### BRIEF
Update the food safety passage from the words "During its first" through the words "better outbreak reporting.", changing "outbreak reporting" to "outbreak data". Begin at the sentence containing "During its first" and stop after "better outbreak reporting.".

But because of its current complexity, cost, and other requirements, the food industry has largely steered clear of WGS. “The science and technology behind WGS are new and might seem a bit more complicated than the ones that have been in use by the industry for many years,” said Behzad Imanian, PhD, WGS project leader at the Institute for Food Safety and Health (IFSH) at Illinois Institute of Technology.
The amount of data produced by WGS can be “overwhelming,” Dr. Imanian told an IFSH symposium in May. The data analysis requires a proficiency in bioinformatics, which could be problematic for industry, while data interpretation “is far from simple, even for trained bioinformaticians,” he added. Thus, while U.S. and international food safety regulators are increasingly embracing WGS, the food industry has been reluctant. A notable exception has been the Consortium for Sequencing the Food Supply Chain, an initiative started in 2015 by IBM Research and Mars Inc. Recently joined by Bio-Rad Laboratories, the consortium is sequencing the genetic material of food and soil samples in order to create a “microbial baseline” to better understand the factors behind contamination and foodborne disease.
In 2011, the CDC, FDA, and USDA’s Food Safety and Inspection Service established the Interagency Food Safety Analytics Collaboration (IFSAC) to improve coordination of federal food safety analytic efforts and address cross-cutting priorities for food safety data collection, analysis, and use. In addition to Campylobacter and Salmonella, IFSAC’s efforts have been directed at E. coli and Listeria monocytogenes.
During its first five years, IFSAC developed a new food categorization scheme, which CDC now uses to classify food implicated in outbreaks, as well as an agreed-upon method for estimating sources of foodborne illnesses. In its latest strategic plan, IFSAC outlines three goals for 2017-2021: 1) improve the use and quality of new and existing data sources, 2) improve analytic methods and models, and 3) enhance communications about its analytic products.
- Data sources. Current sources, such as for foodborne illness outbreaks, are valuable but also incomplete and inconsistent. To address this, IFSAC will acquire additional data sources such as regulatory sampling data and WGS information. IFSAC will also work with state and local public health and regulatory agencies to obtain more and better outbreak reporting.
- Analytic methods. While there’s been progress in applying new methods and models for attributing foodborne illnesses, no best data sources or approaches have been identified. IFSAC will expand its scientific exchanges to identify gaps, develop ways to incorporate sporadic illness surveillance data, and integrate multiple data sources into estimates and analyses.
- Enhance communications. Because foodborne illness attribution is complex and constantly changing, effective communication with health practitioners, academics, industry, and the public is vitally important. IFSAC intends to improve and expand these relationships.
“It is always positive to see different parts of the government collaborating on food safety issues, although, as always, the issues are lack of funding and lack of time to move things forward,” says David Acheson, MD, founder and CEO of the Acheson Group and a former FDA associate commissioner for foods. “But we should always be looking to do more because there is always more to do,” he says.

[Stored data]
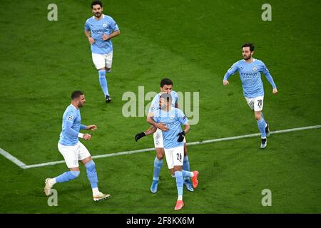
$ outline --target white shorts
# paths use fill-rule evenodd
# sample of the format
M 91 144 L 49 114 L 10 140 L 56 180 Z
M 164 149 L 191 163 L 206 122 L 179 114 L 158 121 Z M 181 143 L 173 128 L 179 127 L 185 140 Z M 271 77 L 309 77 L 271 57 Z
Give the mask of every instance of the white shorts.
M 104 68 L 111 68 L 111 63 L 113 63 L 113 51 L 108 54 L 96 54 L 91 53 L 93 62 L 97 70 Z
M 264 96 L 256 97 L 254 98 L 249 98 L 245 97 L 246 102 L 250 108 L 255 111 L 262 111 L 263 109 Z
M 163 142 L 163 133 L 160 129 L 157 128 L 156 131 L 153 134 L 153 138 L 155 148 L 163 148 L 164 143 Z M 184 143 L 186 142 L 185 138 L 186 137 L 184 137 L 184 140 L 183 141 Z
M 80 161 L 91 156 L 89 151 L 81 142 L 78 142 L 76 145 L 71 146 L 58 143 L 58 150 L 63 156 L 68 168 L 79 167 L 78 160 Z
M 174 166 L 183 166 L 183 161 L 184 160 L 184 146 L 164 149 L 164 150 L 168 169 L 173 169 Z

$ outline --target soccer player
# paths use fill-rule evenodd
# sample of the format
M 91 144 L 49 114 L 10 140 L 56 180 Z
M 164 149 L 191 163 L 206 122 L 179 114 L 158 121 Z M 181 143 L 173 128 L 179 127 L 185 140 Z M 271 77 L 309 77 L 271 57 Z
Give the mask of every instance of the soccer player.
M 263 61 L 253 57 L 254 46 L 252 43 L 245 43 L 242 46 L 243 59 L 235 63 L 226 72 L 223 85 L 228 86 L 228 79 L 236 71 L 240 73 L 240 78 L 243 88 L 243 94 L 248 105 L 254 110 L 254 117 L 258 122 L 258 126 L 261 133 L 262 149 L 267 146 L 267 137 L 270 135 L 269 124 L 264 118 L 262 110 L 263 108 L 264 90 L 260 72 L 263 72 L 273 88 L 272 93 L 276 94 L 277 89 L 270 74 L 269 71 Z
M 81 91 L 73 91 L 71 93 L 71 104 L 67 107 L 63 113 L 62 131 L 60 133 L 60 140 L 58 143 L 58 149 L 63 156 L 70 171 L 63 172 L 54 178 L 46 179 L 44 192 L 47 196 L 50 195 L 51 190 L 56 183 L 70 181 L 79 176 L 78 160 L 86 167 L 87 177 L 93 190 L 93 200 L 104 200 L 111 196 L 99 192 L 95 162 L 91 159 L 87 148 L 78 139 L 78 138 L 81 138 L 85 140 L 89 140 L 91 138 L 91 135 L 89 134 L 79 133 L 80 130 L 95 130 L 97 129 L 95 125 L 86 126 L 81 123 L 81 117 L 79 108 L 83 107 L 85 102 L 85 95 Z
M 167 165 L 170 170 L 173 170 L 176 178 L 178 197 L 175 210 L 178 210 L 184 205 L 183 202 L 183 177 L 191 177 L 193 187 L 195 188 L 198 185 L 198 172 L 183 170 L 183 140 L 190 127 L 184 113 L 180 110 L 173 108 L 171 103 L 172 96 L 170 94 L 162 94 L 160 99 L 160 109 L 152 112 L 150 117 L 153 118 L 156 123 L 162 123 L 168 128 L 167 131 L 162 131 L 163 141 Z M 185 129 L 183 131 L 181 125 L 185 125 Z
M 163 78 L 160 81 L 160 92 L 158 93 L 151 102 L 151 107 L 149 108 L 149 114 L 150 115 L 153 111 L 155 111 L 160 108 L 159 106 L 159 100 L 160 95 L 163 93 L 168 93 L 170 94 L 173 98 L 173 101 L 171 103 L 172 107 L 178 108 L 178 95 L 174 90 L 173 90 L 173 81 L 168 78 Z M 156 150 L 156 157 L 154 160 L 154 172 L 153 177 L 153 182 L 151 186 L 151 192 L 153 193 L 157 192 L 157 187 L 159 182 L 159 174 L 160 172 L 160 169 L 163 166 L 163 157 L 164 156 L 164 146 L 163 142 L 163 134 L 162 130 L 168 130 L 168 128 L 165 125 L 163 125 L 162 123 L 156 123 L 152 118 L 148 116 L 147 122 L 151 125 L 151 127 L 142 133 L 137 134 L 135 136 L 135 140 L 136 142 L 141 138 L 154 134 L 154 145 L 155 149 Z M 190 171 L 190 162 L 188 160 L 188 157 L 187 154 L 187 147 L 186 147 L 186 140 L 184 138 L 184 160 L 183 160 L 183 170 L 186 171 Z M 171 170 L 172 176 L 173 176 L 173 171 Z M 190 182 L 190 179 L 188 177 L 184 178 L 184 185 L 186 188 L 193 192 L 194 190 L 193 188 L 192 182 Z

### RESULT OF THIS EXERCISE
During its first five years, IFSAC developed a new food categorization scheme, which CDC now uses to classify food implicated in outbreaks, as well as an agreed-upon method for estimating sources of foodborne illnesses. In its latest strategic plan, IFSAC outlines three goals for 2017-2021: 1) improve the use and quality of new and existing data sources, 2) improve analytic methods and models, and 3) enhance communications about its analytic products.
- Data sources. Current sources, such as for foodborne illness outbreaks, are valuable but also incomplete and inconsistent. To address this, IFSAC will acquire additional data sources such as regulatory sampling data and WGS information. IFSAC will also work with state and local public health and regulatory agencies to obtain more and better outbreak data.